[Records for the exercise start]

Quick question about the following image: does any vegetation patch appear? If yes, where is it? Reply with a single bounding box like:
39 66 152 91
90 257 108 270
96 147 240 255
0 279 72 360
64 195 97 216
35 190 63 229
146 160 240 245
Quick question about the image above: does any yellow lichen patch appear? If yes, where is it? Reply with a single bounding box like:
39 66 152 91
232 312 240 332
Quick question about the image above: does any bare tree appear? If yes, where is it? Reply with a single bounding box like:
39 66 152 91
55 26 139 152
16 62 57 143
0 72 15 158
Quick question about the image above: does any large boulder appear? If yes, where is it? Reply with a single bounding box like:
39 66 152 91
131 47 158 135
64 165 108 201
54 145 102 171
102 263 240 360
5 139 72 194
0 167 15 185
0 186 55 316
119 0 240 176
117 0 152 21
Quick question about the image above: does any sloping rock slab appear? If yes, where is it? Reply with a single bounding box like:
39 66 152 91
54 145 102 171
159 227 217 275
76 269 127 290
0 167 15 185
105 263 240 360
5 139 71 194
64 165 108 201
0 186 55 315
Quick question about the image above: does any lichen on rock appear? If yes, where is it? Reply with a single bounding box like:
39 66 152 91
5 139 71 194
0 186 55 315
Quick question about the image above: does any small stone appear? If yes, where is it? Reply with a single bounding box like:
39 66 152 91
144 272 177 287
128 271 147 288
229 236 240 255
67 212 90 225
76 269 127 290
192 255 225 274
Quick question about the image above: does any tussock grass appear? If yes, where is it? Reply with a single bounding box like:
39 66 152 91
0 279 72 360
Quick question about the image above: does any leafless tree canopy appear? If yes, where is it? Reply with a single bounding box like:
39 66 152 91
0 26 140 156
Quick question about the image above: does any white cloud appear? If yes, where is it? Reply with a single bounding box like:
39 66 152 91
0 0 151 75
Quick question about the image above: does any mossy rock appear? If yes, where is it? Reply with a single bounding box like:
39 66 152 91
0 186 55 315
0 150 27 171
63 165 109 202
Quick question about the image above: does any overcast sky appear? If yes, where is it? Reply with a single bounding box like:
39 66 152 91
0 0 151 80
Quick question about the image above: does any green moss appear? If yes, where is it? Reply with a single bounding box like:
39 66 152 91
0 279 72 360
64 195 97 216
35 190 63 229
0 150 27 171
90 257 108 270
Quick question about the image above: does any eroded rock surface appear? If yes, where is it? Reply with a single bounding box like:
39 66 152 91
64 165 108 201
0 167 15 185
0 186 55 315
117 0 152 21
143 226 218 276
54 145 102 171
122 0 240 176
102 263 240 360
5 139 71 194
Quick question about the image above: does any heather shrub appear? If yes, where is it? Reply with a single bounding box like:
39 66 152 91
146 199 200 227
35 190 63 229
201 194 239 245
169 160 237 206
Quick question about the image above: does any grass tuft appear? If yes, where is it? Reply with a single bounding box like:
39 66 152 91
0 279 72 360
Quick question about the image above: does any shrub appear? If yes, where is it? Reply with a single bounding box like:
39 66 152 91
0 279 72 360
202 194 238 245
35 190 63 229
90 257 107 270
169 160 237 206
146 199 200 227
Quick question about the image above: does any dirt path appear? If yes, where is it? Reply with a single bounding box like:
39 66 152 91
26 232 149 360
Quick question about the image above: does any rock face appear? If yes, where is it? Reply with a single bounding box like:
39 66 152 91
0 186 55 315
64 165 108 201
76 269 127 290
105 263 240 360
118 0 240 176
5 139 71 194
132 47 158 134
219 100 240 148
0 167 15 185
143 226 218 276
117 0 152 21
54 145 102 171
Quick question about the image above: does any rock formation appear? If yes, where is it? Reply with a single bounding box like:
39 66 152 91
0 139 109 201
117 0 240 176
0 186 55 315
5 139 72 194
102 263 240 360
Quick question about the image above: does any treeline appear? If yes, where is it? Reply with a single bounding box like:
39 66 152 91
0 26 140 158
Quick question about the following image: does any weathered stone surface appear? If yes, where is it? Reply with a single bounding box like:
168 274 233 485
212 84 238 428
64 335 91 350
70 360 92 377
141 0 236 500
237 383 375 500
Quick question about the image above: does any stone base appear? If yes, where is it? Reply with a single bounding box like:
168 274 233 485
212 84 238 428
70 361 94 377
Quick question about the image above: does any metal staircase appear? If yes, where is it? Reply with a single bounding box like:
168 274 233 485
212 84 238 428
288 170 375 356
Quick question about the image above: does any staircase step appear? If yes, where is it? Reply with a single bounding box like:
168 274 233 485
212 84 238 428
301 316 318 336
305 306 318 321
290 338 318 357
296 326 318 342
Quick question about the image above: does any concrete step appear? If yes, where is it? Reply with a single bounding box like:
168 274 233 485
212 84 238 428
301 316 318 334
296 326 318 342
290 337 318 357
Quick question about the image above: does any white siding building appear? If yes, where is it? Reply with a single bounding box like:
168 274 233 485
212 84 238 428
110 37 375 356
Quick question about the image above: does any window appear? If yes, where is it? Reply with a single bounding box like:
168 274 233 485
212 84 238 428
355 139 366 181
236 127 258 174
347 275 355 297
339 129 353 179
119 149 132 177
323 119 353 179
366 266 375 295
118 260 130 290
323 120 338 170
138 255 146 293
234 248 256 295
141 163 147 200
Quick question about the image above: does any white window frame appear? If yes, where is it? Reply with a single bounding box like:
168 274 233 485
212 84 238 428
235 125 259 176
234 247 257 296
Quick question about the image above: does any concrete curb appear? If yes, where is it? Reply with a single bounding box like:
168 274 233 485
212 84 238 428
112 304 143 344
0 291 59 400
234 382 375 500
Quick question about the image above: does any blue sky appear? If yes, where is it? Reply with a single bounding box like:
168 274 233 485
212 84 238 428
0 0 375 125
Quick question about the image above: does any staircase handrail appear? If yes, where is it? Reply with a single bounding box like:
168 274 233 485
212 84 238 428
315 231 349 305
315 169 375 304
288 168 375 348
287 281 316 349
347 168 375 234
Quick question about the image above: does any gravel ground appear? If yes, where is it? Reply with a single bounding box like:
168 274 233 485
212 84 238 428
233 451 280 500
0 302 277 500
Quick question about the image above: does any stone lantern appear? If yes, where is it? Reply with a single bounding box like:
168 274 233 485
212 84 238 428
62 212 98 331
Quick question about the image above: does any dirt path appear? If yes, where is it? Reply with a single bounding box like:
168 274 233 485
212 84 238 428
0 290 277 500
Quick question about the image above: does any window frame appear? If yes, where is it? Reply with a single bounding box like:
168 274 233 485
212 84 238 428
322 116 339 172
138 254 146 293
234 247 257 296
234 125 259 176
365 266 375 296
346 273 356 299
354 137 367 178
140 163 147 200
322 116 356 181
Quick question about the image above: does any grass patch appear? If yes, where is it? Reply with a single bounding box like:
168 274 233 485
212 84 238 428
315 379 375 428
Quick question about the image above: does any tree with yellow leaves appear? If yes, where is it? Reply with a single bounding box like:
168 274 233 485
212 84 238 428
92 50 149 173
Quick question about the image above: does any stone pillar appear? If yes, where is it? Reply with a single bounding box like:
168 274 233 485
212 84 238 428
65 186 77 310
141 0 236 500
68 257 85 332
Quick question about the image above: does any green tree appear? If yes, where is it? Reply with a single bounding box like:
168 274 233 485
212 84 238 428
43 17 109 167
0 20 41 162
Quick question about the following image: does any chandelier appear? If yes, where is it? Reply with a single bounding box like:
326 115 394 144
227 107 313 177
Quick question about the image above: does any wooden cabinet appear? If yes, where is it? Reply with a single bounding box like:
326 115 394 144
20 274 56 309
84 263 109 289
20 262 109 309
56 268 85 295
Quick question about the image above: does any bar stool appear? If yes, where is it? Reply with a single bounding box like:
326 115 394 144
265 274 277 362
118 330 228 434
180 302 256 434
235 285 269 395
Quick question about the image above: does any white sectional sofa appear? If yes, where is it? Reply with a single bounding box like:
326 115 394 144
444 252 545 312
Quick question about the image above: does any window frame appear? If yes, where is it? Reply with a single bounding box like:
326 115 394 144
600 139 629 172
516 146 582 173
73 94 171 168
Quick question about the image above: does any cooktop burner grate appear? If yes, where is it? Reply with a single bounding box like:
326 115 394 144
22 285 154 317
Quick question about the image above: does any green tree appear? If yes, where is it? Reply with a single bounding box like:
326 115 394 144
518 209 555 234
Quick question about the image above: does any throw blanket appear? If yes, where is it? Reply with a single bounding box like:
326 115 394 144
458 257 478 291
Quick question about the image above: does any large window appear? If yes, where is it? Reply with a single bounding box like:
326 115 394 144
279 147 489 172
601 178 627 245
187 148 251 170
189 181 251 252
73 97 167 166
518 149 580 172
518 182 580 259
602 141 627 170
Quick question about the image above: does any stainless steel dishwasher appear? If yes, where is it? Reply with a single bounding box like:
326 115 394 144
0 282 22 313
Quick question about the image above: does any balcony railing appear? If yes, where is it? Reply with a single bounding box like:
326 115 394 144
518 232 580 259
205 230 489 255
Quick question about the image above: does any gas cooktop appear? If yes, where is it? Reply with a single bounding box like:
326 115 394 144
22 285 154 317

[Records for the exercise end]
[Records for the exercise start]

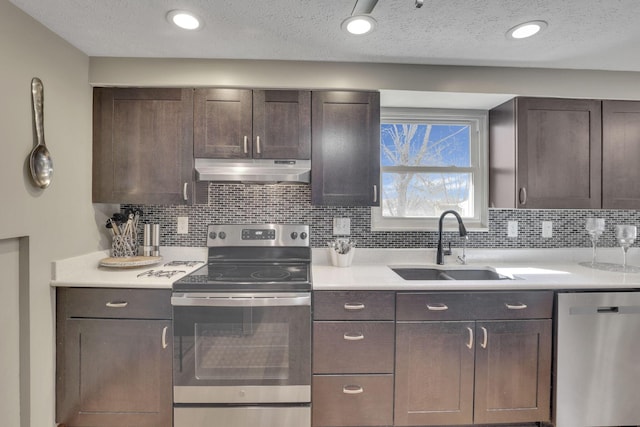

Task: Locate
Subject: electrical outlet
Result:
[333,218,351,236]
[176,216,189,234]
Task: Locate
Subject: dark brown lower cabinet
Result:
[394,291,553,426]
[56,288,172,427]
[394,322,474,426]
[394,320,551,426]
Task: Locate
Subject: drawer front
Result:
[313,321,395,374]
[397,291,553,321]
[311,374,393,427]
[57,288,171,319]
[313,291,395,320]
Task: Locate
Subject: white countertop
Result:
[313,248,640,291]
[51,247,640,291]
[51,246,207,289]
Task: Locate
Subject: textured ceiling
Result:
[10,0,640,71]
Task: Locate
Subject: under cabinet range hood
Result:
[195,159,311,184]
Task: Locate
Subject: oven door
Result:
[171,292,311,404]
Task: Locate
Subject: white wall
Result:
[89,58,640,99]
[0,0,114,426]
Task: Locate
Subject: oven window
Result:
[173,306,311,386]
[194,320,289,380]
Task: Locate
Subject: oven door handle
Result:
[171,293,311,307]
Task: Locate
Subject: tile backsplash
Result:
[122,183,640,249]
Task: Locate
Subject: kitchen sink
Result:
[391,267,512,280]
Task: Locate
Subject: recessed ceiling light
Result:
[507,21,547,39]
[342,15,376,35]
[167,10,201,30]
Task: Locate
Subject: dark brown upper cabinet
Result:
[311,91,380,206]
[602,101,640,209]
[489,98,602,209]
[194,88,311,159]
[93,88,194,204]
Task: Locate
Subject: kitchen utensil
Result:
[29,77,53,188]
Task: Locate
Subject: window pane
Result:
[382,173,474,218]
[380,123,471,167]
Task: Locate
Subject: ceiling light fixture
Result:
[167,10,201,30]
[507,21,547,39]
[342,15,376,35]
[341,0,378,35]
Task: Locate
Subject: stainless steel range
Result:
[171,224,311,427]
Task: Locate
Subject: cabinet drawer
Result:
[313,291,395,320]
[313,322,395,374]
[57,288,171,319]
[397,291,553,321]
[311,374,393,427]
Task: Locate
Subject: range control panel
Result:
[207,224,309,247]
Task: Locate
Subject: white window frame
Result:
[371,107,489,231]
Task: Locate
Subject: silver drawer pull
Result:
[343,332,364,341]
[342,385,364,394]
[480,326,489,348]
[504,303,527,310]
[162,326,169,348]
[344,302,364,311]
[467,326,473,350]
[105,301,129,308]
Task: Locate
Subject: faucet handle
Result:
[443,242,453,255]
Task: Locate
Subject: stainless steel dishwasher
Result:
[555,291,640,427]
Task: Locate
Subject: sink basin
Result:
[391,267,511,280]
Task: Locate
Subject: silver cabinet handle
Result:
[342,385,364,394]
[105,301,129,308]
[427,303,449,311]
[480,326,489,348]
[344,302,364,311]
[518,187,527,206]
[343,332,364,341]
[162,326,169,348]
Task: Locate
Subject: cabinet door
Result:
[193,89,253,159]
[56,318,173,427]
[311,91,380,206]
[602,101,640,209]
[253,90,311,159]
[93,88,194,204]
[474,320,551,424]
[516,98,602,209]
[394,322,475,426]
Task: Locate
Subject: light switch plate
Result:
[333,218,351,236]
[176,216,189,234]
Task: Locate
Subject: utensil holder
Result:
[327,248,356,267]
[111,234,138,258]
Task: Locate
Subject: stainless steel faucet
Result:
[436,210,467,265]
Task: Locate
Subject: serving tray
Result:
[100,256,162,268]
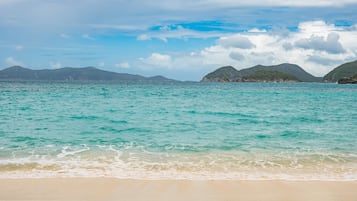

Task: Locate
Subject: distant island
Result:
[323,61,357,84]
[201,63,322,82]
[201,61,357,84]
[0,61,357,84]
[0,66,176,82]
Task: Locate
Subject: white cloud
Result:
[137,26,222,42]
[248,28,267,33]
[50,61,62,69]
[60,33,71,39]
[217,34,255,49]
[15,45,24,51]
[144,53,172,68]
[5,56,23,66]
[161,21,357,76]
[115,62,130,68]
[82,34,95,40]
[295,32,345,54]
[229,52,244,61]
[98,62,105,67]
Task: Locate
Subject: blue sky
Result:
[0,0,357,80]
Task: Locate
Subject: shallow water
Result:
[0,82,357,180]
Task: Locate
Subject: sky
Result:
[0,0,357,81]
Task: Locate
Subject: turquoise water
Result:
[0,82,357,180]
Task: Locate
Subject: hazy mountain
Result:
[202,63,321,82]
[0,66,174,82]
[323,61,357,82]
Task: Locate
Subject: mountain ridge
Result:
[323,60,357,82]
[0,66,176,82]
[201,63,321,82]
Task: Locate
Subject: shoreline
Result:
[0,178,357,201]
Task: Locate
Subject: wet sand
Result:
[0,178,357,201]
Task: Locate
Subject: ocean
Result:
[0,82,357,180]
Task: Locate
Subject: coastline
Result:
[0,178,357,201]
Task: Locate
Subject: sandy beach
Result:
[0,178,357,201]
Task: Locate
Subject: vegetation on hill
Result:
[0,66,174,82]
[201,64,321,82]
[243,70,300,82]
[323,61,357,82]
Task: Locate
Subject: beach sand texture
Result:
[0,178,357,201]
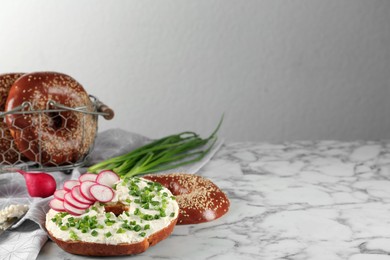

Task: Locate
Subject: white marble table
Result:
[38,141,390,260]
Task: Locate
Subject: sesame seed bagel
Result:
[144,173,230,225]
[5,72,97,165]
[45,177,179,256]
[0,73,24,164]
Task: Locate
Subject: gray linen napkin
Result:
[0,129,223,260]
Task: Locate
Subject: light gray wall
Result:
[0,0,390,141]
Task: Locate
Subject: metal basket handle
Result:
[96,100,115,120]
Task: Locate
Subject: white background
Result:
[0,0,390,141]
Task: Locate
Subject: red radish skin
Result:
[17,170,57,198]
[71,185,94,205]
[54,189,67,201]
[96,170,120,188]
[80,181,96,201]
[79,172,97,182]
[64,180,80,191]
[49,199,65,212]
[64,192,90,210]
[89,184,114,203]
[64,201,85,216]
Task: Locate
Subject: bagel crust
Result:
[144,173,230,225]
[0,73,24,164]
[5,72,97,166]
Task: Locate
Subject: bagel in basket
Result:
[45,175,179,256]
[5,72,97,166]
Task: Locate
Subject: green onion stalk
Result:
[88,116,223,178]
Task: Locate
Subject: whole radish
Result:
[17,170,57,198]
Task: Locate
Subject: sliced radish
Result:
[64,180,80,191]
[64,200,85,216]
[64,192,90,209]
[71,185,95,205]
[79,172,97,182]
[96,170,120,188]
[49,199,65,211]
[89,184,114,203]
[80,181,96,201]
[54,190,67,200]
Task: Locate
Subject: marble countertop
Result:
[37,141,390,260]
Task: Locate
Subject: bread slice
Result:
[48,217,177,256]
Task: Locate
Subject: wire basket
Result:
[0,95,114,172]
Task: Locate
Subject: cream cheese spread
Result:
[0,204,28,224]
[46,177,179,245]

[Records for the exercise end]

● **Exercise aim**
Copy out only the stretch of records from the line containing "Quick question about the following image: does any vegetation" through the line containing "63 165 109 202", with "Quick question" changed to "Brief question" and nothing else altered.

● **Output of the exercise**
Brief question about the following image: does any vegetation patch appear? If yes, where is it? Reply with a single bounding box like:
39 66 152 91
90 257 108 270
96 147 240 255
0 279 72 360
64 195 97 216
35 190 63 229
146 160 240 245
Brief question about the image above: does any yellow lichen patch appear? If yes, where is it? Reply with a single bounding box like:
39 66 152 91
232 312 240 332
Brief question about the image above: does any bare tree appear? If yes, where is it? Reply with a single bounding box like:
39 66 152 91
55 26 139 152
16 62 57 143
0 72 15 158
Brief question about the image above: does any large boulder appear? If yes, where is it? Reply with a single bounding box like:
39 66 152 91
131 47 158 135
64 165 108 201
54 145 102 171
102 263 240 360
5 139 72 194
0 167 15 185
0 186 55 316
119 0 240 176
117 0 152 21
Brief question about the image above: does any sloping rock slab appear? If yes, where is it? Reply with a single bounding box like:
39 66 152 91
54 145 102 171
159 227 217 275
76 269 127 290
0 167 15 185
105 263 240 360
5 139 71 194
64 165 108 201
0 186 55 315
Brief question about the image above: does any lichen on rock appear? If yes, where is it? Reply with a single bounding box like:
39 66 152 91
5 139 71 194
0 186 55 315
Brief question about the image above: does any small stone appear? If yes, where is it? Reply with a single bounding box like:
39 66 152 91
144 272 177 287
128 271 147 288
229 236 240 255
67 212 90 225
76 269 127 290
192 255 225 274
Brief question about the image above: does any tussock grass appear? If yes, where is it? Reply with a single bounding box like:
39 66 152 91
0 279 72 360
Brief question about the image above: does any leafless tree canopy appear? If yes, where is it? Reply with a single bounding box like:
39 66 152 91
0 26 140 156
Brief question about the image above: does any white cloud appear? If yes, where is it? Reply with a single bounding box like:
39 66 152 91
0 0 151 75
Brief question about the image above: does any mossy rock appear? If yes, where is it? Reply with a single bounding box like:
39 66 152 91
0 186 55 315
0 150 27 171
63 165 109 202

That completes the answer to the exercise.